▶ **Prompt**:
Nothing in the records may be left out or reworded; return them exactly.

▶ **Information**:
★ ★ ★

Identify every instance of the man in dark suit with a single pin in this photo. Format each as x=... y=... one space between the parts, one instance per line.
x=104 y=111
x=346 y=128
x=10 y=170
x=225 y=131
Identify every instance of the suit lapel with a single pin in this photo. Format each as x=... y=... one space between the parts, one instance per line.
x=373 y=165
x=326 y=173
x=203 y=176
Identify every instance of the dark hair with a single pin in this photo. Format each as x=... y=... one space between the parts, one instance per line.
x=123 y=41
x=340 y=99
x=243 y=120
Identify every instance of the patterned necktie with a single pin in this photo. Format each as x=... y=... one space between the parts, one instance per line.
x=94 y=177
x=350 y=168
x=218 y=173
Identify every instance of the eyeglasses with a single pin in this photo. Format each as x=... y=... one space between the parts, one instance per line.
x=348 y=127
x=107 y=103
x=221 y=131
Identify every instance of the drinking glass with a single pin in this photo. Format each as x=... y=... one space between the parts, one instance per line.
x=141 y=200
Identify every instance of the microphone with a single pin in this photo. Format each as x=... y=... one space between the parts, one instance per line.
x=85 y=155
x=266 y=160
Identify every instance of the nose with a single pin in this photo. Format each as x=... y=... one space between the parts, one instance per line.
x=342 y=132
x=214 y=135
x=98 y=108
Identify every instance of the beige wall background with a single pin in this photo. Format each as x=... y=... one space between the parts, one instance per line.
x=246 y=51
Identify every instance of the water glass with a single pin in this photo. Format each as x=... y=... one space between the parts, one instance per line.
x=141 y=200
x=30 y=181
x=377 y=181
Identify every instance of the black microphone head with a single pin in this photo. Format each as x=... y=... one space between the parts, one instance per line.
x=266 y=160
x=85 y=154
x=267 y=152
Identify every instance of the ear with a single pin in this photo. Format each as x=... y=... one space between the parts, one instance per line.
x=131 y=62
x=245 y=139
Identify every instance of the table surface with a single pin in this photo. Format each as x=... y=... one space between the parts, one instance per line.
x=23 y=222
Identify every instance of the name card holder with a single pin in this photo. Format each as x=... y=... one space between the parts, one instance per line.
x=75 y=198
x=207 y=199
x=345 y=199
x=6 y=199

★ ★ ★

▶ **Response to this task**:
Identify every instance of the man in dark suit with a single pin in this photo. Format each as x=... y=... one space between the parts, one instance per line.
x=104 y=111
x=346 y=128
x=10 y=170
x=225 y=131
Identify every instance of the suit lapel with a single pin in this photo. Format each as x=... y=... one space between the parts, one instance per line.
x=373 y=165
x=326 y=173
x=203 y=176
Identify every instance of the dark hair with a single pin in this photo. Format each as x=... y=... one space between the parts, one instance per line.
x=123 y=41
x=340 y=99
x=243 y=120
Identify every instance of the patterned necktie with a single pin in this photo. Format each as x=... y=... one space between the parts, one instance per line.
x=94 y=177
x=350 y=168
x=218 y=173
Identify every instance of the eyeglasses with a single pin in this photo. Format each as x=... y=... one space between the parts, one instance per line.
x=348 y=127
x=107 y=103
x=221 y=131
Identify every instance of the drinking glass with a single pin in this photo. Format each as x=... y=... one space between the parts, one instance per line.
x=141 y=200
Identify every instance of the microphone with a single pin in this photo. Format each as x=... y=... one space between the parts, one instance per line.
x=85 y=155
x=266 y=160
Identify every instance of the nose with a single pin in this photo. Format each as x=... y=... one space between the parts, one instance per line.
x=342 y=132
x=214 y=135
x=98 y=108
Identify every instance of the beige wall background with a single pin in this photo. Format each as x=... y=... one space between the parts, one instance per line.
x=246 y=51
Identify every instance of the water glass with a single pin in this photo. Format each as x=... y=... one space between the parts, one instance per line.
x=141 y=200
x=30 y=181
x=377 y=181
Identify every instance of the black microphone head with a single pin in this photo. Format each as x=... y=... one space between the parts, one instance per line.
x=266 y=160
x=85 y=154
x=267 y=152
Identify every instance of the ear with a single pin in this photo. Format each as x=... y=... one space between the parts, one instance per line.
x=131 y=62
x=245 y=139
Identify every instance of the table surface with a single pin in this photo. Format each as x=... y=... one space between the parts, one instance per line.
x=23 y=222
Identify every instance of the name card holder with a single pin in this photo. Format each as x=... y=... one space between the parts, one instance per line.
x=75 y=198
x=207 y=199
x=345 y=199
x=6 y=199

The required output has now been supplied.